◆ **PROVIDED RECORDS**:
=== Section Start ===

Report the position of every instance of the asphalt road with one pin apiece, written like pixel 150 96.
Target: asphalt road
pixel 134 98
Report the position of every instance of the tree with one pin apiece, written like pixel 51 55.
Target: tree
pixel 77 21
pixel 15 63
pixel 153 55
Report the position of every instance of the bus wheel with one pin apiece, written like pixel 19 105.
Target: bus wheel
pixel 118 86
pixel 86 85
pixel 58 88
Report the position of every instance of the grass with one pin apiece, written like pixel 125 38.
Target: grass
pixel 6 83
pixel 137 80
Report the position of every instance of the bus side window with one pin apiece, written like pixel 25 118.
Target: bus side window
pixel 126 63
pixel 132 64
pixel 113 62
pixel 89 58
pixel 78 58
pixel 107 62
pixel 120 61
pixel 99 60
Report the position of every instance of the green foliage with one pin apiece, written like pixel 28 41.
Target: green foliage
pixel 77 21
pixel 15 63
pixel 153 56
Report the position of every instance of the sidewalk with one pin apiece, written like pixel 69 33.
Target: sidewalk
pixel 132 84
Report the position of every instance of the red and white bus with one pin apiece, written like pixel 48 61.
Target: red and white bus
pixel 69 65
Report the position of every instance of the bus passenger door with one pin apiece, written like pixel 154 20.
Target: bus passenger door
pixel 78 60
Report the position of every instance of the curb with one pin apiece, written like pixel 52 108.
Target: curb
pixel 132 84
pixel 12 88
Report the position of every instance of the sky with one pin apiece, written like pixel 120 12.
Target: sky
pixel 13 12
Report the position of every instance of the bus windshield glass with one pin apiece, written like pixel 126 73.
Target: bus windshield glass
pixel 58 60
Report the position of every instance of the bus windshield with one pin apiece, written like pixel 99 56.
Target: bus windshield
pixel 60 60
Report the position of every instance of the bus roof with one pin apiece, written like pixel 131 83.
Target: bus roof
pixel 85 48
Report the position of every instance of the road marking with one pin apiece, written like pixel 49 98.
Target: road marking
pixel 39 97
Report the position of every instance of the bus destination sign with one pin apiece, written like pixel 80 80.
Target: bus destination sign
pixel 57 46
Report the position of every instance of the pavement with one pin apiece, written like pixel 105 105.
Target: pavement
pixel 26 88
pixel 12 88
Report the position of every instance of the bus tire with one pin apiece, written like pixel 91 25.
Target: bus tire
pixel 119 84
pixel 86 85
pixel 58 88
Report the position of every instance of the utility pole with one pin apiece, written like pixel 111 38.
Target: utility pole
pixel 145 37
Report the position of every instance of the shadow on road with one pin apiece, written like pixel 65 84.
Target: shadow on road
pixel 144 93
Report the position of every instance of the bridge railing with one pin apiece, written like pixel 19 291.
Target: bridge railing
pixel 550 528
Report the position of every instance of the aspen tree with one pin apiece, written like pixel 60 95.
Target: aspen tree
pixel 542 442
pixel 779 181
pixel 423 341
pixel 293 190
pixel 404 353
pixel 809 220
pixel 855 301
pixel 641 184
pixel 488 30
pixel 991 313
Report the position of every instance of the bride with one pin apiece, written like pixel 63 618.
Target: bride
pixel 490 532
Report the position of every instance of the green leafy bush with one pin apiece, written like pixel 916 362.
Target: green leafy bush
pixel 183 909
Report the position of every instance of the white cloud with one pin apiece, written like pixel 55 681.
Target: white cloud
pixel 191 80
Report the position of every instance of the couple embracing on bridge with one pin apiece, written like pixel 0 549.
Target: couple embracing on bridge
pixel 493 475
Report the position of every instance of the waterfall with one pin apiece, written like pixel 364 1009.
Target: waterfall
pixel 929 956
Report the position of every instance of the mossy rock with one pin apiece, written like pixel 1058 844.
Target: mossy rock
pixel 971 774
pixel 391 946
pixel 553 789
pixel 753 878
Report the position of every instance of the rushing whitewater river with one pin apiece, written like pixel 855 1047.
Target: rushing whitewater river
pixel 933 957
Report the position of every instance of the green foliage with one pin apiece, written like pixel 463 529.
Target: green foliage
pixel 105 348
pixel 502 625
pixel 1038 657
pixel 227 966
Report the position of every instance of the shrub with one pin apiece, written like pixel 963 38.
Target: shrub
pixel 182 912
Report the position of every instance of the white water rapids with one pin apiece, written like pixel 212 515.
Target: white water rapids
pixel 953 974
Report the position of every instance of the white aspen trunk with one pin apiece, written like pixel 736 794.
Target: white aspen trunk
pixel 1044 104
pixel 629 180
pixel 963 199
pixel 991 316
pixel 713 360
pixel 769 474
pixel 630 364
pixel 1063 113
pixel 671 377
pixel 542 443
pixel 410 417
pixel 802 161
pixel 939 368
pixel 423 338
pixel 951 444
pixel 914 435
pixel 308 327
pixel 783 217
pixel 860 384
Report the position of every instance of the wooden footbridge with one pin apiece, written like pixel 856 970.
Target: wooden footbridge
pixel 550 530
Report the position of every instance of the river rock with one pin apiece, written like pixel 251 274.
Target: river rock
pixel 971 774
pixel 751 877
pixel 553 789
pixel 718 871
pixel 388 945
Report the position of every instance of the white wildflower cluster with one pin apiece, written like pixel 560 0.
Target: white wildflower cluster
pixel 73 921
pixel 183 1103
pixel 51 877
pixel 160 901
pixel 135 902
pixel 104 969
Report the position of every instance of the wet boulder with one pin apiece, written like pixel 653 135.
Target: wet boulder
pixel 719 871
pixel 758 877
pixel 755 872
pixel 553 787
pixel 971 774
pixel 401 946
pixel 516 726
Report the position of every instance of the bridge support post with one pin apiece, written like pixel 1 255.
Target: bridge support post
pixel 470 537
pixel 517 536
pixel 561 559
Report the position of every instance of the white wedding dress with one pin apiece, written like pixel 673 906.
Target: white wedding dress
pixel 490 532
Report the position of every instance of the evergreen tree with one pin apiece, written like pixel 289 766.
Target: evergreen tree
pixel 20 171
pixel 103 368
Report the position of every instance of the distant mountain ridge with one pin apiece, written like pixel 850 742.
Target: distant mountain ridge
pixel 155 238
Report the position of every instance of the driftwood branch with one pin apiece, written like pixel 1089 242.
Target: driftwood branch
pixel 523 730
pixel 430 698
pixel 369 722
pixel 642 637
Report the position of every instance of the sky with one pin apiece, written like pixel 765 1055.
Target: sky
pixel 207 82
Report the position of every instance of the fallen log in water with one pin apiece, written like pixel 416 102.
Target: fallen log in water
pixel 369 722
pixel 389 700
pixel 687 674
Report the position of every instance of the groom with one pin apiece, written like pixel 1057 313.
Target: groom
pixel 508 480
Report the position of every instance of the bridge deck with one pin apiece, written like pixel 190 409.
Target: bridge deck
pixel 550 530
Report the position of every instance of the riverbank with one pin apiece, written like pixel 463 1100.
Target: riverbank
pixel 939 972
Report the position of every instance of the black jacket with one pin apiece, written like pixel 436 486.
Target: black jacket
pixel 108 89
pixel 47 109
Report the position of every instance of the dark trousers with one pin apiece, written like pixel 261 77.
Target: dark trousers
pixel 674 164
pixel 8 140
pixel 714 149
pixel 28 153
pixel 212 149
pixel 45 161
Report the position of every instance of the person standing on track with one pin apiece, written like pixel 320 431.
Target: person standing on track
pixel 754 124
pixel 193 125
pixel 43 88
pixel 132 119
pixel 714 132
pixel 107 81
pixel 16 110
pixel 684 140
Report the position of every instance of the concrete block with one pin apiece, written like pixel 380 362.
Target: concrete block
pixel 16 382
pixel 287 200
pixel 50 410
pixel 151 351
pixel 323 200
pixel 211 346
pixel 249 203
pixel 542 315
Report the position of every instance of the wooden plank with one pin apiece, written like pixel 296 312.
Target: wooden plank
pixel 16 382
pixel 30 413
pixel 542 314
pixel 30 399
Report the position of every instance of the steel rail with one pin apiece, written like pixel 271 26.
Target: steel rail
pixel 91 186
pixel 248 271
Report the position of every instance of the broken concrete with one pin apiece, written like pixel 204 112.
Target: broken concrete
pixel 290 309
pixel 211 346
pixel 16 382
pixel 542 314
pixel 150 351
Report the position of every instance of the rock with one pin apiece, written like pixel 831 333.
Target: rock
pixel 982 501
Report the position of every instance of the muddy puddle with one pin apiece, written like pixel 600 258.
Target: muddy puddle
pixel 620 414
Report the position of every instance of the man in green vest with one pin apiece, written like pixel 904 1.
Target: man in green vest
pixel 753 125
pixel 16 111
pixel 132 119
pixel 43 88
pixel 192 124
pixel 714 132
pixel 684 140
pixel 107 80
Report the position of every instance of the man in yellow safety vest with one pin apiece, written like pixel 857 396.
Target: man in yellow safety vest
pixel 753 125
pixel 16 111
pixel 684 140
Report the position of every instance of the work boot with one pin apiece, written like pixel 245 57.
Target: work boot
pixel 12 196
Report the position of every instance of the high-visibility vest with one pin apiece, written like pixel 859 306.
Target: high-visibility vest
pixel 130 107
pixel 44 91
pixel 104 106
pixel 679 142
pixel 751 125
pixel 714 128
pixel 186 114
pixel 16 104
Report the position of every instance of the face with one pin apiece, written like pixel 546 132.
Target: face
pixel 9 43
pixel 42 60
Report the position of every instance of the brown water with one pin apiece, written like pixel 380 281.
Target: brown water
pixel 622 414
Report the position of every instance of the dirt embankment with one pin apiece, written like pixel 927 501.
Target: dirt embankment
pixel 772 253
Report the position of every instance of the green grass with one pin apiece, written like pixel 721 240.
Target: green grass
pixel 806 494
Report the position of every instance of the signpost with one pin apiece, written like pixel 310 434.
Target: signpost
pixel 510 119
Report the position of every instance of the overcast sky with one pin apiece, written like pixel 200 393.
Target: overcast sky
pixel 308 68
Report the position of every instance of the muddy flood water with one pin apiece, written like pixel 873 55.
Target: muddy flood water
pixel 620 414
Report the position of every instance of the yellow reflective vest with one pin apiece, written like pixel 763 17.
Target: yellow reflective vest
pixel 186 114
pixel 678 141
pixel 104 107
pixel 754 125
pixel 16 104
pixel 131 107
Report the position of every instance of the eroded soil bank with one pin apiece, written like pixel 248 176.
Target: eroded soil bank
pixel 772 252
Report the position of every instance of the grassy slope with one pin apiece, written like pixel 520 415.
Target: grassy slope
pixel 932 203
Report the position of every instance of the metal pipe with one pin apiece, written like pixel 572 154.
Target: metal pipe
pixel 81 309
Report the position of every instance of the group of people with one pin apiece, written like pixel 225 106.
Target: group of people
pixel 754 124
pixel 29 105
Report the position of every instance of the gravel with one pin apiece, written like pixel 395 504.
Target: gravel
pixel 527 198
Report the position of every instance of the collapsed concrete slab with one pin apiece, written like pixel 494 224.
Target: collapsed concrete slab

=== Section End ===

◆ **PROBLEM TO WORK ON**: Filter the listing above for the string "collapsed" and copy every matching line.

◆ **OUTPUT FOR THIS EXERCISE**:
Report the position of every instance of the collapsed concrete slab with one pin apiece, written like pixel 494 224.
Target: collapsed concrete slab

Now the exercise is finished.